YOUR GOAL: Read through the material below and copy each line in which the word "bottle" occurs.
:: DATA RECORDS
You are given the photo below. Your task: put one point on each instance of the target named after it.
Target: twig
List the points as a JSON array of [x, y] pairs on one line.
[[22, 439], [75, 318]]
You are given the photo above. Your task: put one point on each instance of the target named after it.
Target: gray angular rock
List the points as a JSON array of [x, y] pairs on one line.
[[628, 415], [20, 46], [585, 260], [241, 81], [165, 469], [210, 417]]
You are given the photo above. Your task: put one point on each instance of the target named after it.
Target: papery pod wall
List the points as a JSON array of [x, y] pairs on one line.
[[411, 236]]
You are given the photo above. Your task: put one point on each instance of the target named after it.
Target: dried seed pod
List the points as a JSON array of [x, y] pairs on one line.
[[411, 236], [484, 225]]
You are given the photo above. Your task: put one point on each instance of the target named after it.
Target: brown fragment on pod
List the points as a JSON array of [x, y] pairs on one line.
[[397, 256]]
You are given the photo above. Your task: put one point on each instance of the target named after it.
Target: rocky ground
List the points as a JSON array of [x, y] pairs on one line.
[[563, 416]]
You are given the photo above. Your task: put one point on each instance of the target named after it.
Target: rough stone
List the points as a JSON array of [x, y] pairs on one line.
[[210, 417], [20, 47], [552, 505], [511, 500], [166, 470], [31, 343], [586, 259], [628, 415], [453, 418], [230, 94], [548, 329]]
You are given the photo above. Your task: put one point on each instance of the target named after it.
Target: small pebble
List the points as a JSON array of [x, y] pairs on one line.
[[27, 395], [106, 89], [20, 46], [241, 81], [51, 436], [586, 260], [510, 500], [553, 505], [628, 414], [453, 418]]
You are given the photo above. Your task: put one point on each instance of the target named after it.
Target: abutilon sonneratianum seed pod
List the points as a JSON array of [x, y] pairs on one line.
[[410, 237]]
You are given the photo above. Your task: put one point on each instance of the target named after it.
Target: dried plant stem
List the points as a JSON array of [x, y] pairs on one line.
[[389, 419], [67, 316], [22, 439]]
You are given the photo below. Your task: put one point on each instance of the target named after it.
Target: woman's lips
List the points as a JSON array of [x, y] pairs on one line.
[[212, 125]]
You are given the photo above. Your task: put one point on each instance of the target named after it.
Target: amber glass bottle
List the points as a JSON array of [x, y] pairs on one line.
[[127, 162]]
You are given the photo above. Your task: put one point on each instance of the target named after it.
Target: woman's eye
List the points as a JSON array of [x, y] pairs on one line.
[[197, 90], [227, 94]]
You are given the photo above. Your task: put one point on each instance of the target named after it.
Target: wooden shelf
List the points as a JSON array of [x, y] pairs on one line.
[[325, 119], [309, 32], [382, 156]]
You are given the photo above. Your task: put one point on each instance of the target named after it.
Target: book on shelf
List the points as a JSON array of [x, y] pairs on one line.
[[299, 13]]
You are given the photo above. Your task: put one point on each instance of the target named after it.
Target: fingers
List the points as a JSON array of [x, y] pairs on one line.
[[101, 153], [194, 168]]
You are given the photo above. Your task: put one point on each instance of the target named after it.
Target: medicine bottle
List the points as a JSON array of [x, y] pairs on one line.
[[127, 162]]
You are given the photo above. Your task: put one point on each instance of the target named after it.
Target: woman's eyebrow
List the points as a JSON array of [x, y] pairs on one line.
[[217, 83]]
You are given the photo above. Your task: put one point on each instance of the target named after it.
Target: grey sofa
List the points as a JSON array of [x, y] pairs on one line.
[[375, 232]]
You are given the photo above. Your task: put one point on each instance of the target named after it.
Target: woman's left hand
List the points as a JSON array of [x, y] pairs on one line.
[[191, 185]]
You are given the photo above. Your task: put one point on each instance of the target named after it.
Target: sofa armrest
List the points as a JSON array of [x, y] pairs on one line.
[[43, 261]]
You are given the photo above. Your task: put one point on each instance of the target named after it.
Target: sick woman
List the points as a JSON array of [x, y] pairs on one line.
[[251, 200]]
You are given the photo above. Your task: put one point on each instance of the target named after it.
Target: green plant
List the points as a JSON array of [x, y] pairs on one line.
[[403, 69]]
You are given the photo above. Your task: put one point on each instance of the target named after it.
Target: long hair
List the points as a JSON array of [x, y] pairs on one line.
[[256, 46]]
::::
ANSWER TO THE EXERCISE:
Target: amber glass bottle
Target: medicine bottle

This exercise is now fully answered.